- **Extract to read**
START

Communitarianism is Tyrannical Communism – Scientific Dictatorship from Globalism to Local Communities – It is how Globalism dictates Localism.
“We’re in a situation today where the people do not even know what it is they are fighting against.”
“In a communitarian system, nobody has rights.” 7:00 in
“Communitarianism is a tyranny of language.”
Community is not its own thing; it does not (and can not) exist outside the collection of individuals, because individuals make community. Community is that side-effect of a gathering of persons all pursuing their individual gains and shared (or at least compatible) interests.
Community as Dependent on, Derived from Individuals
A “community” is not an independent organism. It has no agency, no existence in itself apart from the people who comprise it. When we speak of “the community,” we are really using shorthand for the interactions, relationships, and shared practices of individuals. Without individuals, there is no community; it is always derivative.
Emergent Phenomenon
Because community is not an entity with its own will or consciousness, it is best understood as an emergent phenomenon. That is, when individuals gather, pursue interests, and form bonds, something larger than any one person arises — but this “something” has no independent substance. It is a pattern, a structure of interaction, a “side-effect” of individual pursuits. Much like markets, language, or culture, community emerges out of the interplay of personal actions, not from a central plan or an abstract “communal spirit.”

END

Coordinate annotation records:
START

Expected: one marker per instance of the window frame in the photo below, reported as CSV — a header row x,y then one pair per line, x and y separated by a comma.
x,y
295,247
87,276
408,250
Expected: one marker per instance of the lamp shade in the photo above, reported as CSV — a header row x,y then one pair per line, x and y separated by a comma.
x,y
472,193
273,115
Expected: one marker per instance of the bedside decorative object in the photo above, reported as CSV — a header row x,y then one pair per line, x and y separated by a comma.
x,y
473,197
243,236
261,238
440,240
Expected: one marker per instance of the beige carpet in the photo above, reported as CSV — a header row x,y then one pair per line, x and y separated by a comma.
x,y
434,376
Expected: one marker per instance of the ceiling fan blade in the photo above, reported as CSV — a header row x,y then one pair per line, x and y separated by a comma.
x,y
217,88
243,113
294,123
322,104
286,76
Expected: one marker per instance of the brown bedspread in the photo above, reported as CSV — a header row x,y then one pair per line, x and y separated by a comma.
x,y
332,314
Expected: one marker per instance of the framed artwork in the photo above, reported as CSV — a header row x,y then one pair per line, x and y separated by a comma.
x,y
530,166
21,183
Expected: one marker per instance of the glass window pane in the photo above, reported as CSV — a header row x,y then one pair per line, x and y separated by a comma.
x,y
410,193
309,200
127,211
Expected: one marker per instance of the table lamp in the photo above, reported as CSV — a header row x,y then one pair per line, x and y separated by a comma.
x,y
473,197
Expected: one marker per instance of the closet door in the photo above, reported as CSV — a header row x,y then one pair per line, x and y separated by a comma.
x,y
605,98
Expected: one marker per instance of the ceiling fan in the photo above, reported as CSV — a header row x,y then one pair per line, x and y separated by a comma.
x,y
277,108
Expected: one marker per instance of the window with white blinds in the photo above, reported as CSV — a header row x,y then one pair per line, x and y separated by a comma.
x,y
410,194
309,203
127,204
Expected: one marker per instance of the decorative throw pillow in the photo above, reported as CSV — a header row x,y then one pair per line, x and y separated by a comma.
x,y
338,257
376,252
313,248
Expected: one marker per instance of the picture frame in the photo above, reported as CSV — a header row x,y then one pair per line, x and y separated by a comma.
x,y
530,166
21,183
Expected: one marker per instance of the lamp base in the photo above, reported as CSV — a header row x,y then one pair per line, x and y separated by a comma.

END

- **What is asked**
**A.** Do the following statements agree with the communitarianism page? (i) A community has agency of its own. (ii) Community is compared to markets, language, or culture. (iii) Community arises from a central plan. Answer yes or no for each and quote the deciding words.
**B.** Return everything in the communitarianism page from "Communitarianism is Tyrannical" down to "least compatible) interests.".
**C.** Resume the communitarianism page after its last sentence.

- **Results**
**A.**
(i) No: "It has no agency, no existence in itself apart from the people who comprise it."
(ii) Yes: "Much like markets, language, or culture, community emerges out of the interplay of personal actions"
(iii) No: "not from a central plan"

**B.**
Communitarianism is Tyrannical Communism – Scientific Dictatorship from Globalism to Local Communities – It is how Globalism dictates Localism.
“We’re in a situation today where the people do not even know what it is they are fighting against.”
“In a communitarian system, nobody has rights.” 7:00 in
“Communitarianism is a tyranny of language.”
Community is not its own thing; it does not (and can not) exist outside the collection of individuals, because individuals make community. Community is that side-effect of a gathering of persons all pursuing their individual gains and shared (or at least compatible) interests.

**C.**
Individual Gain and Shared Interests
Each person seeks to meet needs, advance goals, or satisfy desires. Where overlap occurs, they cooperate. This overlap — shared interest — is the basis of community. Farmers may trade tools or labor because it benefits each of them. Neighbors may form associations because it improves their safety or quality of life. Even altruistic acts often have personal grounding: reputation, belonging, or internal fulfillment. Thus, “community” is essentially the byproduct of intersecting personal advantages.
The Illusion of Community as a Separate Being
Problems arise when “community” is treated as a separate being with rights, obligations, or authority above its members. Politicians, ideologues, or technocrats may speak of “the community” as if it can sacrifice individuals for its own good. But in reality, there is no “good of the community” apart from the good of the individuals within it. To claim otherwise risks obscuring who is actually benefitting, and who is being coerced.
Community as Fragile and Conditional
Because community exists only as long as individuals perceive value in participating, it is fragile. If shared interests break down, or if the cost of belonging outweighs the benefit, individuals withdraw — and the “community” dissolves. Its persistence depends not on an abstract essence but on ongoing cooperation.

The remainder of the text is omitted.